◆ EXERCISE DETAILS ◆
In the rows from the start through the line holding "76,181 -> 123,205", inclusive, change "tree" to "bush" and return only those lines with nothing else altered. Leave the pictures out of your answer.
— begin MATERIAL SUPPLIED —
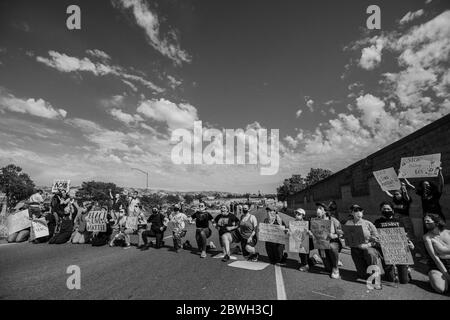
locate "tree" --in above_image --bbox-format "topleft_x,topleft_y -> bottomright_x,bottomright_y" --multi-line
0,164 -> 35,207
76,181 -> 123,205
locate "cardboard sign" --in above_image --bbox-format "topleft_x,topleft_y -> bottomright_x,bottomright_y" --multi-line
289,221 -> 309,253
86,211 -> 107,232
52,180 -> 70,193
6,209 -> 31,235
378,228 -> 414,265
258,223 -> 289,244
342,225 -> 366,248
398,153 -> 441,178
125,217 -> 138,230
373,167 -> 401,191
311,219 -> 331,249
30,218 -> 50,240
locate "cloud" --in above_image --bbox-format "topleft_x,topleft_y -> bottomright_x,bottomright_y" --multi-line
113,0 -> 191,64
0,87 -> 67,119
36,50 -> 164,93
137,99 -> 198,130
399,9 -> 425,24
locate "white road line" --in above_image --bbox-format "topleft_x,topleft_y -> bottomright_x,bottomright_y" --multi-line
311,291 -> 336,299
275,265 -> 287,300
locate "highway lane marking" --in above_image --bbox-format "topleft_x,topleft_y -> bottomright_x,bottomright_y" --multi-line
311,291 -> 336,299
275,265 -> 287,300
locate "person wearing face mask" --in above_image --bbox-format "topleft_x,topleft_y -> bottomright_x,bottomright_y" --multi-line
316,203 -> 343,279
213,205 -> 239,262
264,206 -> 288,264
423,213 -> 450,294
375,202 -> 414,284
191,202 -> 214,258
345,204 -> 380,279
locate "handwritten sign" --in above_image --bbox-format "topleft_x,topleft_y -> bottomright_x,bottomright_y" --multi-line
125,217 -> 138,230
398,153 -> 441,178
86,211 -> 107,232
373,167 -> 400,191
289,221 -> 309,253
52,180 -> 70,193
342,225 -> 366,248
378,228 -> 414,265
258,223 -> 289,244
30,218 -> 50,240
6,209 -> 31,235
311,219 -> 331,249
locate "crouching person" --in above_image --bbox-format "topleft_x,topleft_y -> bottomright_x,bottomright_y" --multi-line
142,208 -> 168,250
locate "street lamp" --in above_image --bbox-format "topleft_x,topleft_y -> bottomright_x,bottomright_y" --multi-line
131,168 -> 148,189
— end MATERIAL SUPPLIED —
◆ CORRECT ANSWER ◆
locate "bush" --in above_image --bbox-format "topleft_x,topleft_y -> bottomright_x,bottomright_y" --multi-line
0,164 -> 35,207
76,181 -> 123,205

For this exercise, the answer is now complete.